* **What to do**: Copy the data below word for word, every line in full. Leave the pictures out of your copy.

-- Records shown start --

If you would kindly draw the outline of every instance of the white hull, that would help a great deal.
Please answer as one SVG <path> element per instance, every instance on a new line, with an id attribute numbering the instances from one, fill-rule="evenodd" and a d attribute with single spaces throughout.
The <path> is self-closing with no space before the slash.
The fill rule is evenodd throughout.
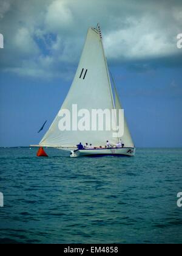
<path id="1" fill-rule="evenodd" d="M 104 155 L 113 156 L 134 156 L 135 148 L 112 148 L 96 149 L 82 149 L 72 151 L 70 157 L 101 157 Z"/>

-- Records shown end --

* **Solution to the exercise**:
If you would kindly draw the outline of every instance of the white hull, that would help a great deal.
Please answer as one SVG <path> element per instance, every instance on a new line, with an id attribute numbering the instances from one, fill-rule="evenodd" and a d attribute with single spaces throughout.
The <path> is self-closing with no space before the slash.
The fill rule is evenodd throughout.
<path id="1" fill-rule="evenodd" d="M 104 155 L 113 156 L 134 156 L 135 148 L 112 148 L 96 149 L 82 149 L 72 151 L 70 157 L 101 157 Z"/>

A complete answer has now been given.